> [MATERIAL]:
* begin *
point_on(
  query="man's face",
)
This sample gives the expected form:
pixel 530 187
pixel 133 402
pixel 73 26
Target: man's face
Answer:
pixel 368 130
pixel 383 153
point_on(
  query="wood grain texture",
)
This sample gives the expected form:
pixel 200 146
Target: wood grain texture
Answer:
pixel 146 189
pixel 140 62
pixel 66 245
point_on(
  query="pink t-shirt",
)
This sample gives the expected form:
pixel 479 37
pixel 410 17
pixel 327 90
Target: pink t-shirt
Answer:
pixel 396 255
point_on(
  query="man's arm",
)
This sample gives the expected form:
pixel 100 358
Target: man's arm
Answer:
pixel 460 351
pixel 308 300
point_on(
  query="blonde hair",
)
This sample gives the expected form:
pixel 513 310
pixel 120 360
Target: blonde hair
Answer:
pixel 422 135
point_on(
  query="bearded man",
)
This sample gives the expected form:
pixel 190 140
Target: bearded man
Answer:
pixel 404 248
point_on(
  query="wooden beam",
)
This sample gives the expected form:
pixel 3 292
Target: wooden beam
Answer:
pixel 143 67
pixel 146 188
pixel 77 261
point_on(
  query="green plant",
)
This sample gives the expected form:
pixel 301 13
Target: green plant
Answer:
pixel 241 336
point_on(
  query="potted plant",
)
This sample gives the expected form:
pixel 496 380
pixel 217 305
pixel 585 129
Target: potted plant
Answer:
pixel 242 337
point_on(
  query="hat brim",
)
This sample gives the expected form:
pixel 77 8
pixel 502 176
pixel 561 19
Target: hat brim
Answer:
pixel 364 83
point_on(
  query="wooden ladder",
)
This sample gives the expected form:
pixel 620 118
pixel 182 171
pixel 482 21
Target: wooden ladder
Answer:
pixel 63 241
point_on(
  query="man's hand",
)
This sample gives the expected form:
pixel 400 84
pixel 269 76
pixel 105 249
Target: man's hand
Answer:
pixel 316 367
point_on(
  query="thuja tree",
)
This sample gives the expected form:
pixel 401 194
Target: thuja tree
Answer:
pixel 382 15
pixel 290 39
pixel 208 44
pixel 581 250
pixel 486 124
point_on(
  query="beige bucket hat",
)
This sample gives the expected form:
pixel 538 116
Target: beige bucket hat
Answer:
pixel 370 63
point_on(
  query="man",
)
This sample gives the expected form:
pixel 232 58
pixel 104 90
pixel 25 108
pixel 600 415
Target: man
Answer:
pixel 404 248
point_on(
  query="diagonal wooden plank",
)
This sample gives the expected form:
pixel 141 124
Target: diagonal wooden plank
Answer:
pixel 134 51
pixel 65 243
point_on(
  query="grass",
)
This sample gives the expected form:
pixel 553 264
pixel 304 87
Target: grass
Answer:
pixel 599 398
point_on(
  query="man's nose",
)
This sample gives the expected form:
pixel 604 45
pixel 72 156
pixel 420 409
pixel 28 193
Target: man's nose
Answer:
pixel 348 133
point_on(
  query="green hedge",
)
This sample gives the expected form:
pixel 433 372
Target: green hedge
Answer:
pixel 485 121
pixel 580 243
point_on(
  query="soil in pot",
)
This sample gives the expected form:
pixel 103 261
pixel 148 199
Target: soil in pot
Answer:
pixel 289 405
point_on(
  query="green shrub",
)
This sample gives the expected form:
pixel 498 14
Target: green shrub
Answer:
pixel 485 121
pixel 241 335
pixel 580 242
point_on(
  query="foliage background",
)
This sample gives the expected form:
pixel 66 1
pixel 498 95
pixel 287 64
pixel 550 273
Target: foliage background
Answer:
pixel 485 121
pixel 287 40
* end *
* begin *
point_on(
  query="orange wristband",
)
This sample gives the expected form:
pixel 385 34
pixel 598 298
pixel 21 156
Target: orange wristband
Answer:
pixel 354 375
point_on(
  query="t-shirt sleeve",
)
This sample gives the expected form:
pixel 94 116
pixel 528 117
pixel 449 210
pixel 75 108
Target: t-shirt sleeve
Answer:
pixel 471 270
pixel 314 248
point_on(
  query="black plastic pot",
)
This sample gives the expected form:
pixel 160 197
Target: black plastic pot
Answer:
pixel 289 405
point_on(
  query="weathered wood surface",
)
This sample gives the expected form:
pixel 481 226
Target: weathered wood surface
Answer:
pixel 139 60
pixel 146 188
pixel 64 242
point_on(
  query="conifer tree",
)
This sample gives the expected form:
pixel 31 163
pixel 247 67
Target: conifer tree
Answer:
* end *
> [TO DO]:
Count the lines in the listing above that contain the word "diagonal", matching case exactly. Reply with the number only.

> [EXERCISE SOLUTION]:
2